**** Document

H-France Review Vol. 6 (October 2006), No. 120

Tracey Rizzo, A Certain Emancipation of Women: Gender, Citizenship, and the Causes Célèbres of Eighteenth-Century France. Selinsgrove, PA: Susquehanna University Press, 2004. 132 pp. Bibliography and index. $34.50 U.S. (cl.). ISBN 1-57591-087-X.

Review by Mita Choudhury, Vassar College.


Over the last several decades, historians have successfully used legal causes célèbres to uncover how relatively obscure individuals negotiated the demands and crises of early modern life. Most famously, Natalie Zemon Davis has investigated the trial of Martin Guerre to shed light on the more intimate aspects of sixteenth-century peasant families and their communities. Davis’s narrative and Judith Brown’s study of a lesbian nun have contributed to women’s history by providing important examples of how women could achieve varying degrees of independence within a patriarchal society. Such causes célèbres were important cultural moments that often highlighted disruptions in the social order and therefore generated anxiety. At the same time, they also represented an opportunity for lawyers and social theorists to reevaluate social and political norms. In her work on pre-revolutionary causes célèbres, Sarah Maza has argued that lawyers used private conflicts to make political points and thus contributed to the emergence of a new political culture.[1]

Tracey Rizzo’s study of causes célèbres seeks to bring together the different approaches found in the work of Davis, Brown, and Maza. Through a close textual analysis of Nicolas Des Essart’s Causes Célèbres, the most famous eighteenth-century compendium of trials, Rizzo investigates how the litigation process of the 1770s and 1780s afforded women the opportunity to claim certain rights for themselves. According to Rizzo, lawyers who defended women in cases involving seduction, separation, and rape, maintained that their clients’ virtue had been compromised by the tyranny of selfish men, errant laws, and even public opinion itself. Rizzo thus seeks to complicate the place of women in the emergent public sphere. Building on the scholarship of Joan Scott and Carla Hesse, who have examined female citizenship during the French Revolution, she argues that the exclusion of women from citizenship was not automatic and non-negotiable in the pre-revolutionary period.

********
**** Entries provided

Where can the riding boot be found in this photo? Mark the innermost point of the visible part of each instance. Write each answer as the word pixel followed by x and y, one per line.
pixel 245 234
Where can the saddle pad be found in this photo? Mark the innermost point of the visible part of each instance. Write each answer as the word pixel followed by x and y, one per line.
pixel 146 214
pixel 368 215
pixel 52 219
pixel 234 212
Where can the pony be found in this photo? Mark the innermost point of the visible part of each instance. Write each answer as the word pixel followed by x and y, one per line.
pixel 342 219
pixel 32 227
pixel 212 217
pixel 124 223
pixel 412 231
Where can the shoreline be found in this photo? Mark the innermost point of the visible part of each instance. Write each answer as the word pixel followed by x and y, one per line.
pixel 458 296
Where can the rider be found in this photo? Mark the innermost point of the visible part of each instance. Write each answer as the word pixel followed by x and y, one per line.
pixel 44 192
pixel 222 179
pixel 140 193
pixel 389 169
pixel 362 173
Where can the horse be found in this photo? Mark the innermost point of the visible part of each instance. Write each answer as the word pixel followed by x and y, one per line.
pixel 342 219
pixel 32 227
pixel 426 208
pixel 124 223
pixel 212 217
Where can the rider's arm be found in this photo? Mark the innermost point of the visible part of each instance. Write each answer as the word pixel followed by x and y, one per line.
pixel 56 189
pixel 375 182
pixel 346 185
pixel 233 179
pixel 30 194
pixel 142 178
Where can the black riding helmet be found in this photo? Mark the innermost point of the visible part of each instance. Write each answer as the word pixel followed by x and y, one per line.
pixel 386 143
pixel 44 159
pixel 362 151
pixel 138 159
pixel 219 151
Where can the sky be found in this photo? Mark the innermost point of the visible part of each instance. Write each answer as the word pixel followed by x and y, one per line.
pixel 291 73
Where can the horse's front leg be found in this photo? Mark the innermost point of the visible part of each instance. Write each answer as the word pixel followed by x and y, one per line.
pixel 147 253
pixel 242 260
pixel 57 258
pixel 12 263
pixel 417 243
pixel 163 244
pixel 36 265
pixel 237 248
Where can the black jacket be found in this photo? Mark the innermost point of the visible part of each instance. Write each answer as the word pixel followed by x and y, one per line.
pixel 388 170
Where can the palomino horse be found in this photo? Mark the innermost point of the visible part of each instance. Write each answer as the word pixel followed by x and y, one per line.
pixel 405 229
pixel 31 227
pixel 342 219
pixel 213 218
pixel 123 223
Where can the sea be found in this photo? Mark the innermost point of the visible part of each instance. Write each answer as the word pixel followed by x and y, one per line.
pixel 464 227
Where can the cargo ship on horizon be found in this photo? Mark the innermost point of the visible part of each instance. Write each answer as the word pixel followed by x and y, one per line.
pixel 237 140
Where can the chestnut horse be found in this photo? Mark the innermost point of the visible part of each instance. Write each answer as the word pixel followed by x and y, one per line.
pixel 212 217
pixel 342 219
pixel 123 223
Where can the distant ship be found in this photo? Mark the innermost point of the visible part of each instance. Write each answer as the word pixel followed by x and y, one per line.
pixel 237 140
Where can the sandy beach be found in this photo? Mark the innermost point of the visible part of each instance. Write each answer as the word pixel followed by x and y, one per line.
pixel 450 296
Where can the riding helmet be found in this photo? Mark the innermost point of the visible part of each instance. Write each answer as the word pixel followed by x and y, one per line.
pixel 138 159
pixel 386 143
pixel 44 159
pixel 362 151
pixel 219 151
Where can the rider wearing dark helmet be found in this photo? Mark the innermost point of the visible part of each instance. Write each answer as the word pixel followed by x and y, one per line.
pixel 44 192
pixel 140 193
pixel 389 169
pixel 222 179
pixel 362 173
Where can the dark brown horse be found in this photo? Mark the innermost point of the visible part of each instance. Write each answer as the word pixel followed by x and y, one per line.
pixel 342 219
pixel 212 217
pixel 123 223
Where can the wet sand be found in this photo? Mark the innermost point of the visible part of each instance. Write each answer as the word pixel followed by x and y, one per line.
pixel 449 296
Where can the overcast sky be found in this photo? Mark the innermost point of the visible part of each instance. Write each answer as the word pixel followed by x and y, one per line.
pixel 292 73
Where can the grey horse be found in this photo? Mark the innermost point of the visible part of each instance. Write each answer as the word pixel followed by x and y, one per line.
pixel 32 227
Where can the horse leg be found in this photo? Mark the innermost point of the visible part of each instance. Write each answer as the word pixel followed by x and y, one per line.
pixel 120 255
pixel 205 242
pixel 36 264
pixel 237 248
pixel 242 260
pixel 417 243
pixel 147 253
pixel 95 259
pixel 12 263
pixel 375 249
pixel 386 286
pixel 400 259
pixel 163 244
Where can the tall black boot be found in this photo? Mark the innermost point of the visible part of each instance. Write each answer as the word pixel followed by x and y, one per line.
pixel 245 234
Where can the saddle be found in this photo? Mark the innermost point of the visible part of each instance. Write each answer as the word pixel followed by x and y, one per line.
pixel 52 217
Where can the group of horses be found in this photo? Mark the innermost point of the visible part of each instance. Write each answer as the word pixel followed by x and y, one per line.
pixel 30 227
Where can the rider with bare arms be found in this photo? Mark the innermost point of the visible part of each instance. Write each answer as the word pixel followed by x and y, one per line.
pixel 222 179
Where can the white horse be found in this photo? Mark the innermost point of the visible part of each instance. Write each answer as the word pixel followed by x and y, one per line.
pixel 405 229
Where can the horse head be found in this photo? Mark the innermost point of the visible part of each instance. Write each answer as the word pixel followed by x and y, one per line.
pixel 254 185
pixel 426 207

********

Actions to take>
1. Answer these from the review:
(a) Whose trial did Natalie Zemon Davis investigate?
(b) Which compendium of trials does Rizzo analyze closely?
(c) In which decades did the litigation Rizzo studies take place?
2. According to the review, why did causes célèbres generate anxiety?
3. Write out the review's wording from "Tracey Rizzo, A" to "Choudhury, Vassar College.".

Solutions below>
1.
(a) Martin Guerre's
(b) Nicolas Des Essart's Causes Célèbres
(c) The 1770s and 1780s

2. They often highlighted disruptions in the social order, and that made them a source of anxiety.

3.
Tracey Rizzo, A Certain Emancipation of Women: Gender, Citizenship, and the Causes Célèbres of Eighteenth-Century France. Selinsgrove, PA: Susquehanna University Press, 2004. 132 pp. Bibliography and index. $34.50 U.S. (cl.). ISBN 1-57591-087-X.

Review by Mita Choudhury, Vassar College.